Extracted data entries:
== Segment start ==

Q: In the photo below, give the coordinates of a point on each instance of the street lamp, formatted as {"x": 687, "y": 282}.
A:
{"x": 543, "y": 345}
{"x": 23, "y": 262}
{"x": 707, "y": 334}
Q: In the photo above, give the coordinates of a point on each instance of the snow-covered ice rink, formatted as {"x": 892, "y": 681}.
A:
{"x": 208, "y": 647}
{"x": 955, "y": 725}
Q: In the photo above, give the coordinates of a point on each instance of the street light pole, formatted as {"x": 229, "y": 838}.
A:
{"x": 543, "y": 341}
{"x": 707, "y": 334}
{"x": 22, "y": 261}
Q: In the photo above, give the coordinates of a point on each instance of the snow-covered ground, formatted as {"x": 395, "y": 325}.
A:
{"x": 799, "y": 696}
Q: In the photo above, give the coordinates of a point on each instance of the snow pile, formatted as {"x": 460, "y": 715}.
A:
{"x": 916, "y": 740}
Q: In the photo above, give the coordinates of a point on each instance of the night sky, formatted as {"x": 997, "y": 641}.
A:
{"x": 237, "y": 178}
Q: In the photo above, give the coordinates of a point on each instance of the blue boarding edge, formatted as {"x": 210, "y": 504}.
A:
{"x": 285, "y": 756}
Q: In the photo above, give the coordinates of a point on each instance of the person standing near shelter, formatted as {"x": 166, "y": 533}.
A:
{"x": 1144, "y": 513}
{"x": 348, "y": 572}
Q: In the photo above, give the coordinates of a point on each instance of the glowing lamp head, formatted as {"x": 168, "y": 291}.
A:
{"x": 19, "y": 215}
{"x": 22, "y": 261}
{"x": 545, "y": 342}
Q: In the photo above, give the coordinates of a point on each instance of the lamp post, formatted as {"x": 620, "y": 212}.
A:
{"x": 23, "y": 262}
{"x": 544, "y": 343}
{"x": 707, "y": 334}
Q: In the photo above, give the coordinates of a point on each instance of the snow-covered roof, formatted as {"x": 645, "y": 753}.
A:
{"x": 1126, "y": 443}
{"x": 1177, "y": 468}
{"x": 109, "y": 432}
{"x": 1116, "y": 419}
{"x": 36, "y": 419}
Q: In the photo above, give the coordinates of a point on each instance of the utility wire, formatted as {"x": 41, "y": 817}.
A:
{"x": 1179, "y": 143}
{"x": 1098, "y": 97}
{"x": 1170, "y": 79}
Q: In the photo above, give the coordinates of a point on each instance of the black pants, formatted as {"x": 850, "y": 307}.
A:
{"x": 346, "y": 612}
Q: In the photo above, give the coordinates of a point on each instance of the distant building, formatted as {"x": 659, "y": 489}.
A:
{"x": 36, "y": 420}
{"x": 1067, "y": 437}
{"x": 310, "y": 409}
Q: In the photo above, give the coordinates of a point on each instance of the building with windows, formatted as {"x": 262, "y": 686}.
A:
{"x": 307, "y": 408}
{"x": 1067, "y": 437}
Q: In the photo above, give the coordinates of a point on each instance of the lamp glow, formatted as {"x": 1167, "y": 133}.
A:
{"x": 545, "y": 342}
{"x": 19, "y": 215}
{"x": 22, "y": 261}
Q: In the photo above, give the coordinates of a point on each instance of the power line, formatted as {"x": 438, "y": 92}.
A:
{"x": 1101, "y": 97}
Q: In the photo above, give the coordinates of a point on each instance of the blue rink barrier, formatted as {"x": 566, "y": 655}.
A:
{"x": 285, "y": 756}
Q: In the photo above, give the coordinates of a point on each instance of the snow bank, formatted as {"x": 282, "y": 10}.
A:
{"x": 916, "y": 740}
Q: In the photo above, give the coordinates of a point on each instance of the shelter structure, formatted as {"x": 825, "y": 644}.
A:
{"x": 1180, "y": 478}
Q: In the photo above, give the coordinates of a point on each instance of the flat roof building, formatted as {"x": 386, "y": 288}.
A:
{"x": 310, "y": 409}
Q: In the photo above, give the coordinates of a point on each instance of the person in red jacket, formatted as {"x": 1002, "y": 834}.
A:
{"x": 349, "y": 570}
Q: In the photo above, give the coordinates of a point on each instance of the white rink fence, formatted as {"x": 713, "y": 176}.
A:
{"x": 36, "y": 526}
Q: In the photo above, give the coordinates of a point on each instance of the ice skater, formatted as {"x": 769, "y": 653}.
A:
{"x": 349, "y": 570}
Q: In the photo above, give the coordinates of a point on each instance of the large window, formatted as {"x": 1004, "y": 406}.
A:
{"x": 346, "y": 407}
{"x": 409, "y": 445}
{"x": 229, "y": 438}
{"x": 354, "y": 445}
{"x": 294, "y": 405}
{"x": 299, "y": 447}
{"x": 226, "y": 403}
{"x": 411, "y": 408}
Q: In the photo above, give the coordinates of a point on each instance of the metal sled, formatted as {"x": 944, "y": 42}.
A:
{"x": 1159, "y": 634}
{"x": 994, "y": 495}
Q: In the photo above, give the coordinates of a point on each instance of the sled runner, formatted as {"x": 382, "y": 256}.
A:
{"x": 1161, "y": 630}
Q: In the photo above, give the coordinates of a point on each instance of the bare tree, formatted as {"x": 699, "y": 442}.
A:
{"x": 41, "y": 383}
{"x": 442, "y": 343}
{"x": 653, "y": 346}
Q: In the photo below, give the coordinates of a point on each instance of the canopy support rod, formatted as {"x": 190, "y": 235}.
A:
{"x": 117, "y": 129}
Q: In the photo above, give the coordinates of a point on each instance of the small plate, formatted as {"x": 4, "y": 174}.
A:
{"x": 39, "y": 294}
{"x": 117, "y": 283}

== Segment end ==

> **WHAT THE TASK REQUIRES**
In the entries above, one line contains "of the building" and another contains "of the power". Reproduce exactly those two lines and the lines between them, nothing else.

> **WRITTEN RESPONSE**
Q: In the photo above, give the coordinates of a point on each instance of the building with windows, formatted as {"x": 262, "y": 686}.
A:
{"x": 307, "y": 408}
{"x": 1067, "y": 437}
Q: In the photo above, give the coordinates of a point on each instance of the lamp glow, formatted as {"x": 1167, "y": 133}.
A:
{"x": 545, "y": 342}
{"x": 19, "y": 215}
{"x": 22, "y": 261}
Q: In the photo above, give the coordinates of a point on each instance of the power line, formatted as {"x": 438, "y": 92}.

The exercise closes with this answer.